◆ ABOUT THIS TASK
Each record must reappear in the answer exactly as it is written.

[Point-per-instance localization data]
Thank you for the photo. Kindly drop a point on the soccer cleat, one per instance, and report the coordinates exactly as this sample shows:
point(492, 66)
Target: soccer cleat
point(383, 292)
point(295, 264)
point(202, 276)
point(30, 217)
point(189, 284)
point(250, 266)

◆ SOLUTION TO THIS EXERCISE
Thank you for the photo. Kindly drop a point on the soccer cleat, one per instance, and report the coordinates exactly as this sample shows:
point(492, 66)
Target: soccer cleat
point(383, 292)
point(295, 264)
point(202, 276)
point(30, 217)
point(189, 284)
point(250, 266)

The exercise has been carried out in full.